Text excerpt:
* * * * *

Thompson Valley EMS serves 450 square miles of Larimer County and has multiple facilities in Loveland. Robinson has served as chief since 2022.
While Robinson was bashful when asked why he thought he was selected, Hillmann said that he has turned TVEMS into an agency for others to “emulate.”
“He’s the one that’s standing behind, motivating everybody to go forward,” she said. “That’s one of the biggest reasons that we did this and it was a team effort on the nomination.”
Robinson said he’s most proud of identifying values the whole team is in support of: teamwork, integrity, service and passion.
“It wasn’t one of those sort of performative exercises where you just tell people what the values are,” Robinson said. “They bubbled up from the people doing the work every day.”
The statewide award comes after a decades-long career in emergency medical services for Robinson.
A friend asked him to take an EMT class while he was taking a hiatus from college to save money, he said. His friend dropped the course, but it “started everything” for Robinson, who quickly became a volunteer in Broomfield before going to paramedic school, launching his 26-year career working for the Denver Health Paramedic Division. He retired in 2019 to take a private sector job, but he realized he wanted to go back to being a public servant, hence his return to TVEMS.

* * * * *

Records from a dataset:
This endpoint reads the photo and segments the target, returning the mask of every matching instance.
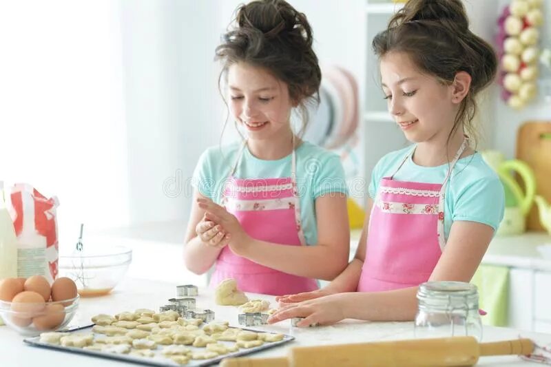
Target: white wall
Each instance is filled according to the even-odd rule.
[[[116,4],[0,3],[0,180],[59,196],[60,237],[128,222]]]
[[[132,224],[187,216],[189,178],[216,144],[212,1],[121,1]]]
[[[184,227],[186,182],[200,153],[218,143],[225,116],[214,48],[241,2],[2,2],[0,179],[58,195],[62,237],[73,239],[81,221]],[[351,70],[363,96],[364,0],[290,2],[311,23],[321,63]],[[466,1],[472,30],[492,39],[502,3]],[[548,118],[551,106],[540,100],[516,112],[497,92],[482,109],[481,146],[512,156],[519,125]],[[231,120],[228,129],[225,141],[236,137]]]

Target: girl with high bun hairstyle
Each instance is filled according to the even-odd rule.
[[[284,295],[318,289],[346,268],[347,189],[339,157],[302,141],[321,72],[306,16],[283,0],[237,9],[217,48],[220,89],[242,142],[207,149],[194,174],[185,260],[211,285]],[[302,116],[293,131],[291,112]]]
[[[497,59],[469,30],[461,1],[410,0],[373,48],[382,97],[413,144],[374,168],[370,216],[346,269],[323,289],[279,297],[270,322],[413,319],[418,286],[470,282],[503,218],[503,187],[472,147],[475,97]]]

* * * * *

Exercise objective: Proceed with the article about the Thompson Valley EMS chief, continuing it from its last sentence.

Result of the exercise:
Robinson would describe his career as “interesting”; he has delivered 13 babies in the wild, met multiple presidents, and even drank out of the Stanley Cup at a Colorado Avalanche team party celebrating their 2001 win. (He has the photo to prove it.)
He said he is looking forward to continuing to better care in the community as it expands, improving the pathway for people to have a career in emergency medical services, and navigating how a main hospital closure will impact Loveland.
“(We’re) continuing to invest in and grow our people because they’re the ones taking care of our patients everyday and are out in the field and doing the work,” Robinson said.